[Dataset entries]
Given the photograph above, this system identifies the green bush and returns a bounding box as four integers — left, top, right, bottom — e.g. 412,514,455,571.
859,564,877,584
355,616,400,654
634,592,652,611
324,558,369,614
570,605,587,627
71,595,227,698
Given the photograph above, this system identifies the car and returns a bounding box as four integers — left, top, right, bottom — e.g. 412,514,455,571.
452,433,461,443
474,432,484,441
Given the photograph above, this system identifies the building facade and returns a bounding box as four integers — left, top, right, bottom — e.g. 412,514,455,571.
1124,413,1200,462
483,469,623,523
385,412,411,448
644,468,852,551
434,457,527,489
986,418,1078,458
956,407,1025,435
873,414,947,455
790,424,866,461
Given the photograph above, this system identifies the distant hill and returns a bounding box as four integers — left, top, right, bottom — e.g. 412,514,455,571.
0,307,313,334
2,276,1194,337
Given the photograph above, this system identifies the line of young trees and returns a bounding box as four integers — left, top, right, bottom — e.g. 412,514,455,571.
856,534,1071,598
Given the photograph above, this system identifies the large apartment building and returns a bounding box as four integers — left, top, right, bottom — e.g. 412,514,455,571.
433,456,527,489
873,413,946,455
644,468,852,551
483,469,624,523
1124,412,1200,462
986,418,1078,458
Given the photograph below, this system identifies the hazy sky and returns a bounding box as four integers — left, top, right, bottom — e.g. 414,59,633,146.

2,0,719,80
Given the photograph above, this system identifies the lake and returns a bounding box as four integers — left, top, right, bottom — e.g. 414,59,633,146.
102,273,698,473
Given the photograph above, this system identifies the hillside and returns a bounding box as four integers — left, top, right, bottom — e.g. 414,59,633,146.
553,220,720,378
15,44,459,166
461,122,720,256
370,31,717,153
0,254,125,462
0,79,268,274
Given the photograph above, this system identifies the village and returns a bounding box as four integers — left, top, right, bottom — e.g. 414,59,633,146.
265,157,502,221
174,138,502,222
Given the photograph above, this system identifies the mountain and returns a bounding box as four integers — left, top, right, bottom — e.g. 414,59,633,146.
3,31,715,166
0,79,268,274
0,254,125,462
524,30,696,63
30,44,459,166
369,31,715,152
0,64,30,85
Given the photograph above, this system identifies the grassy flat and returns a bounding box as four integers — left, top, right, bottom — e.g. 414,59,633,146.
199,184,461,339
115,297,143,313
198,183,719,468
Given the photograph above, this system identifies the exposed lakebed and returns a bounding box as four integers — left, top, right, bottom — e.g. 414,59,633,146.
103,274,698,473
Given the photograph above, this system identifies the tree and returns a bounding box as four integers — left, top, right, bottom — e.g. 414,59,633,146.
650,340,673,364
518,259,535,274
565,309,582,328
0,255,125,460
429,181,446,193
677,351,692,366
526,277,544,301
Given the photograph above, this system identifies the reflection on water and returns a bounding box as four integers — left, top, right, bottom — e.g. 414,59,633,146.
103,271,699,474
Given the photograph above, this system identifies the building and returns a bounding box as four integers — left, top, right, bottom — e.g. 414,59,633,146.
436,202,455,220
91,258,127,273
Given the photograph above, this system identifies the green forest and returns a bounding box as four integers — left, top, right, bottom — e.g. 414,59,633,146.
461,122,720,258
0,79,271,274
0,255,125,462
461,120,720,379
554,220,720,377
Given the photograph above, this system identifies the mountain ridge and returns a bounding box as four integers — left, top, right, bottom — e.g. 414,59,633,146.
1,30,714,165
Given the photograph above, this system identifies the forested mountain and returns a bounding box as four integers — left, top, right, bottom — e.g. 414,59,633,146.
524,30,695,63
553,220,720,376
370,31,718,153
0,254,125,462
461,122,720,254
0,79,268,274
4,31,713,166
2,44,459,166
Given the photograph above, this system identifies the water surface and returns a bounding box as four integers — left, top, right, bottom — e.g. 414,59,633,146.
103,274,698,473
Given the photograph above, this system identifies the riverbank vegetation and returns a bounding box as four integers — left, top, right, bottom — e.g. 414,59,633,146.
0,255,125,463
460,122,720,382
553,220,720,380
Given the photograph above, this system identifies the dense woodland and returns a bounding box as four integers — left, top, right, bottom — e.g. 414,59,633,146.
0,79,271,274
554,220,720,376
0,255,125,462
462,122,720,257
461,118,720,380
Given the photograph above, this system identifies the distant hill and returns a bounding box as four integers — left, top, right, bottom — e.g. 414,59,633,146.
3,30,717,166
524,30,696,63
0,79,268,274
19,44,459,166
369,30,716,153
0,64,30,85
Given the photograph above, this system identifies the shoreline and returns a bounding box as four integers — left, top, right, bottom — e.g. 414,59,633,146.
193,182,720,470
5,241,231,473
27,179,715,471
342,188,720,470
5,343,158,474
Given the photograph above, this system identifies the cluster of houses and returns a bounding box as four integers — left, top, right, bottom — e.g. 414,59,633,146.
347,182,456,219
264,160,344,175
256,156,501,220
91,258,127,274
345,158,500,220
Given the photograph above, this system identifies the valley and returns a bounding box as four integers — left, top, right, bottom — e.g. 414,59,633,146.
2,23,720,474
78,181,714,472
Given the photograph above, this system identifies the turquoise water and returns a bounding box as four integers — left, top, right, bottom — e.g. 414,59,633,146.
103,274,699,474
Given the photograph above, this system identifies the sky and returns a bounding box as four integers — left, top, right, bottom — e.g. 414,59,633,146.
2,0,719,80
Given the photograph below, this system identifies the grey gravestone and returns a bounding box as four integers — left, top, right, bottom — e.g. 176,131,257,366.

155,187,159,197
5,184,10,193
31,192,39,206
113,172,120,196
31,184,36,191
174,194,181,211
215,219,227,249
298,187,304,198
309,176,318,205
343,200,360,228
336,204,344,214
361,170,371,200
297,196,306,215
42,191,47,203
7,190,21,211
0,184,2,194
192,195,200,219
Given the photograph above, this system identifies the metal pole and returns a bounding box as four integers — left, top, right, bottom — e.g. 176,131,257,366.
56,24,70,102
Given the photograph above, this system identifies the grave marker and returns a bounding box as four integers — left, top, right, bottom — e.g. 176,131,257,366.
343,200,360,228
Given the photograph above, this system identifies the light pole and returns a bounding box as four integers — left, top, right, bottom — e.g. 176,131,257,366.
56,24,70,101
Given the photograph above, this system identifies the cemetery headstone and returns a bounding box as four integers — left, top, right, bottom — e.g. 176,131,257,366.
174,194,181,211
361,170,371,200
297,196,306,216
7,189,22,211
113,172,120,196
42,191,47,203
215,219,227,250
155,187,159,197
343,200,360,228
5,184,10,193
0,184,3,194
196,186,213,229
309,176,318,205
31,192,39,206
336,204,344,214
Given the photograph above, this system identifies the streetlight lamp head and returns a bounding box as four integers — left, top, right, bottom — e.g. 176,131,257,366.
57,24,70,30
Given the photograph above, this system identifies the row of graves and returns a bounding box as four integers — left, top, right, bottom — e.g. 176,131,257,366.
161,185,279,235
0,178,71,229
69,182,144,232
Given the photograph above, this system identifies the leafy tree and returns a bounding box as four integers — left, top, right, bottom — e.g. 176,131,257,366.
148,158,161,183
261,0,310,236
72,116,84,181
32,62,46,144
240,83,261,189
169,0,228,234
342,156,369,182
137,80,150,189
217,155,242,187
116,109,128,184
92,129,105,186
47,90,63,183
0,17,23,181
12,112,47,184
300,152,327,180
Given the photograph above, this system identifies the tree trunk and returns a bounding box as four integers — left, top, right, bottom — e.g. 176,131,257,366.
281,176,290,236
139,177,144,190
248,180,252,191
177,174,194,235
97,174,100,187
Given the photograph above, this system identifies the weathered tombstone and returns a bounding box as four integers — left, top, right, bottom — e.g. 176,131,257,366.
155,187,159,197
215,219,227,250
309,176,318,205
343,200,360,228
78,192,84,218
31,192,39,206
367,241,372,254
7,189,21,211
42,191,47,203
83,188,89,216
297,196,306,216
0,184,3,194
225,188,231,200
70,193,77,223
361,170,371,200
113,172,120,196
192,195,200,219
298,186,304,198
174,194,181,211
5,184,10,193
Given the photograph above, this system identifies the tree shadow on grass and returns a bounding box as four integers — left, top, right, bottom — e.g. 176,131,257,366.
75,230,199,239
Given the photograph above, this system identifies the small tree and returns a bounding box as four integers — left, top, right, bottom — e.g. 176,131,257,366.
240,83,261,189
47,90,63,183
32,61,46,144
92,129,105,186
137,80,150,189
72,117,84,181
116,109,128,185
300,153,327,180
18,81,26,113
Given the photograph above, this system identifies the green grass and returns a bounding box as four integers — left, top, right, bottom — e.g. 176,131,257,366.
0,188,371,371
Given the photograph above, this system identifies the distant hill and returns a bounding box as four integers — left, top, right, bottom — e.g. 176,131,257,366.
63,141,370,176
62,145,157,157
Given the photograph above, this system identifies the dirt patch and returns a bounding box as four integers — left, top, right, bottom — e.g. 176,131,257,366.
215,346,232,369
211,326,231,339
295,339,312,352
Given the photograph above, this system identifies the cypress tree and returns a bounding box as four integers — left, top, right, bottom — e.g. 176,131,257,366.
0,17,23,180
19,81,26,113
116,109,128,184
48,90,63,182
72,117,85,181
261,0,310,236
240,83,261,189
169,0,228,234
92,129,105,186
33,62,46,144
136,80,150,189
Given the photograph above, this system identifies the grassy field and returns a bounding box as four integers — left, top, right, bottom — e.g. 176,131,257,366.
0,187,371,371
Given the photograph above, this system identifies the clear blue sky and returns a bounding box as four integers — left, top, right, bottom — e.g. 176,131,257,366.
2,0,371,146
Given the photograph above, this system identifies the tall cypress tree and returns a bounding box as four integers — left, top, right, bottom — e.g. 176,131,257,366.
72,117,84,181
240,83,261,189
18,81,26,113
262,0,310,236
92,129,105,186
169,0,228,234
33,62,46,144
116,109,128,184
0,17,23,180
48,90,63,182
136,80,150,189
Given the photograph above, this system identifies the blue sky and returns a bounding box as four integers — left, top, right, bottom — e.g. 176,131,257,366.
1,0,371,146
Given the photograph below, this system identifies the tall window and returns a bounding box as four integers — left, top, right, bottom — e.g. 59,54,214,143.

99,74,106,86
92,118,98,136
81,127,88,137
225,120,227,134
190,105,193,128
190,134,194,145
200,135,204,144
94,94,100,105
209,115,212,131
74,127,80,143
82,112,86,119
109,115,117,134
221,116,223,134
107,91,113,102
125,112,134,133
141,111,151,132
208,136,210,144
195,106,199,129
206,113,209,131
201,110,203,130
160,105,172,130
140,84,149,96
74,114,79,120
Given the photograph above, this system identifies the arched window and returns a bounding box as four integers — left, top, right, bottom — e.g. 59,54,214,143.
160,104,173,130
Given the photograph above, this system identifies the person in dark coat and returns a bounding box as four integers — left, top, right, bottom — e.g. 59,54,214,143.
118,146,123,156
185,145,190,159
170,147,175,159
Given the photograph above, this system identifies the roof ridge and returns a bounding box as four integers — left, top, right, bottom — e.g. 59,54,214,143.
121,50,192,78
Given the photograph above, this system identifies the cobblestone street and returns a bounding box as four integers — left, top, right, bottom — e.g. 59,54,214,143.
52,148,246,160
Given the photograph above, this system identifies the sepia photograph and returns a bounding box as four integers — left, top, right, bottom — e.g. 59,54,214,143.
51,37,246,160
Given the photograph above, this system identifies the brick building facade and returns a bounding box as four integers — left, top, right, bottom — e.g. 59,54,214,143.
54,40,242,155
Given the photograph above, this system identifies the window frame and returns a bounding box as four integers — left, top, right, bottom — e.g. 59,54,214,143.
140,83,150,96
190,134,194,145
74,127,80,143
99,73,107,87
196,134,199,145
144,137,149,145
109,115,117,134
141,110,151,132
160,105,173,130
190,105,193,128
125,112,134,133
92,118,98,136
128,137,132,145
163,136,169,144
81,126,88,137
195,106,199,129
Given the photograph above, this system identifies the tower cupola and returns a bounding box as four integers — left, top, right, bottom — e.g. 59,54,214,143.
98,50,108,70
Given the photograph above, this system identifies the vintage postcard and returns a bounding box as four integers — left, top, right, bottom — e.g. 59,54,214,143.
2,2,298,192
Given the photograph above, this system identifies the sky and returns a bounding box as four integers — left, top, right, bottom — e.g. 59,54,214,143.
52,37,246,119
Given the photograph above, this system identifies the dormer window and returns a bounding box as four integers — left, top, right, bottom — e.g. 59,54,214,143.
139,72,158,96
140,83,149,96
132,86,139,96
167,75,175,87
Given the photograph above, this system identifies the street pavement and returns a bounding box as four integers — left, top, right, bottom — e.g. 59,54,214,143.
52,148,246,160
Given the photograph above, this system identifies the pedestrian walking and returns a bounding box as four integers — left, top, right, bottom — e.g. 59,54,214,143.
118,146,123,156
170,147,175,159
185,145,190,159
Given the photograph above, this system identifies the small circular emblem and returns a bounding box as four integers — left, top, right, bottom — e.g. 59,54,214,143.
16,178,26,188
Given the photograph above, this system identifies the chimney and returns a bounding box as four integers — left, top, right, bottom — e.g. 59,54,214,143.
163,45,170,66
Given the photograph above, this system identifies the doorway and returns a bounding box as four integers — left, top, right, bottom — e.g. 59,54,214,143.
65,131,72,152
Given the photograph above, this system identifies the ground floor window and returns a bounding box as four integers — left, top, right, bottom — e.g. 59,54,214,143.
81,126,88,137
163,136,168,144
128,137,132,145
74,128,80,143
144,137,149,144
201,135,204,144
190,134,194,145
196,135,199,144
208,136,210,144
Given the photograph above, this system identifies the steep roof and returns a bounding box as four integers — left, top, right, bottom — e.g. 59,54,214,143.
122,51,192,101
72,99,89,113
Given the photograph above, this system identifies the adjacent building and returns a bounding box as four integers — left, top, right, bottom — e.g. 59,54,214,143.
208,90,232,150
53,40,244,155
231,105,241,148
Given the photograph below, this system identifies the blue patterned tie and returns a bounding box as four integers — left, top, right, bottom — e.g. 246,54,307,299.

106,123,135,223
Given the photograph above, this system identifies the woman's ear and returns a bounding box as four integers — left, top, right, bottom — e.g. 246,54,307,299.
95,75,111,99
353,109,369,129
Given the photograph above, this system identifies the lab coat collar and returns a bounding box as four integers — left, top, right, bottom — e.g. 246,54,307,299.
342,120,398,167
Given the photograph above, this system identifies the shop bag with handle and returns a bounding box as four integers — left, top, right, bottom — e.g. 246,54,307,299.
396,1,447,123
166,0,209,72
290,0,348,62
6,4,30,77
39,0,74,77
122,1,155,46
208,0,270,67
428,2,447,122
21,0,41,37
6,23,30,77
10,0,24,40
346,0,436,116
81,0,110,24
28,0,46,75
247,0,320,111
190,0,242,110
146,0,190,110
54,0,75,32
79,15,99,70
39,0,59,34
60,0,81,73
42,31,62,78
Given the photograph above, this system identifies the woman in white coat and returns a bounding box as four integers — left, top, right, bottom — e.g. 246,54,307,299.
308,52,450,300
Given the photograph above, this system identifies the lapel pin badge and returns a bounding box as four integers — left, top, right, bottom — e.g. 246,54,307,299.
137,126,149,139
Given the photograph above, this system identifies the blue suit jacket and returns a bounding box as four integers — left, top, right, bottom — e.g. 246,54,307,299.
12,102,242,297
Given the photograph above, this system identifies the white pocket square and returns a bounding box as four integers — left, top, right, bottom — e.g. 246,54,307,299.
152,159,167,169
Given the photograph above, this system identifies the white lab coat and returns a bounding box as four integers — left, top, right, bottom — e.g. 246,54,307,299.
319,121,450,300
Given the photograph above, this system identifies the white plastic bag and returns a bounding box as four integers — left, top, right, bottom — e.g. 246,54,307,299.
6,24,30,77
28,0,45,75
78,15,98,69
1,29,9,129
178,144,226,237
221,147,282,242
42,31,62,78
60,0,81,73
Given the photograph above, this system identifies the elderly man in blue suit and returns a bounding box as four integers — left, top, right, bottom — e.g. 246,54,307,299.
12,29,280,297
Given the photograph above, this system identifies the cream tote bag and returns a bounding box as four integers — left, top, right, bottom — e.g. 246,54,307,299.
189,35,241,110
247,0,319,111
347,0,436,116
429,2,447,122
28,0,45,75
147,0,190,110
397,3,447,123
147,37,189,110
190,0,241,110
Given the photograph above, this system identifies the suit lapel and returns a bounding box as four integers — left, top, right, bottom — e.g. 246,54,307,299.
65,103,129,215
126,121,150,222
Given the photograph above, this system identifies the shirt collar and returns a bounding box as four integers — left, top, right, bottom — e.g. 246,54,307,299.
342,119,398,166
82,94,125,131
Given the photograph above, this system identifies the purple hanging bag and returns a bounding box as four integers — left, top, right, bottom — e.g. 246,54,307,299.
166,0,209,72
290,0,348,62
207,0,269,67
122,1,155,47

[TASK]:
Output the line holding "Given the photograph above, this system identifies the woman in", then every later line through the end of the records above, exactly as given and nothing else.

[RESPONSE]:
Given the photograph above, this system identifies the woman in white coat and returns a bounding box as four integers — left, top, right, bottom — e.g. 246,54,307,299.
308,52,450,300
Given the photograph above, this system identifies the lapel pin badge and returns a bounding box as four integers — left, top, right, bottom — e.g. 246,54,307,299.
137,126,149,139
Given the photograph above, this system identifies the blue suit jacket and returns a bounding box as four integers — left, top, right, bottom — e.g. 246,54,307,299.
12,102,242,297
Given the photograph above, this system identifies the white pocket square and returns a bounding box as four integers — left, top, right, bottom — e.g. 246,54,307,299.
152,159,167,169
Given the photograph above, this system identifies the white lab coat and returns a bounding box as four integers — left, top, right, bottom — e.g. 246,54,307,299.
319,121,450,300
Given the photograph above, this system identifies the white plastic bag and returns a bounding box as four integers — left, top, right, bottom — e.g. 246,54,307,299.
6,24,30,77
28,0,45,75
78,15,98,69
1,29,9,129
178,144,226,237
221,147,282,242
42,31,62,78
60,0,81,73
Given the photograph above, this system identifies the elderly man in blue suit and returns a bounding box as four integers — left, top, right, bottom — e.g. 246,54,307,299.
12,29,280,297
Given the photograph above, this system identifies the cream tote bag and returns a bounding box as four integers — left, top, right, bottom — e.g. 246,54,307,299.
189,35,241,110
247,0,319,111
347,0,436,116
429,2,447,122
28,0,45,75
147,0,190,110
397,3,447,123
147,37,189,110
190,0,241,110
Given the photograph above, this system identifies the suit lapel and returns a bounding box as four integers — left, top, right, bottom — e.g. 246,54,307,299.
65,103,129,215
126,121,150,222
Given the photograph above, this system identifies the shirt collar and returns a bounding box as four integers — left, top, right, bottom — e.g. 246,54,307,299.
342,119,398,166
82,94,125,131
Given the photograph above, this system identifies the purple hanging bag and returns a bounding box as four integers — left, top, right, bottom — e.g. 246,54,307,299.
166,0,209,72
290,0,348,62
207,0,269,67
122,1,155,47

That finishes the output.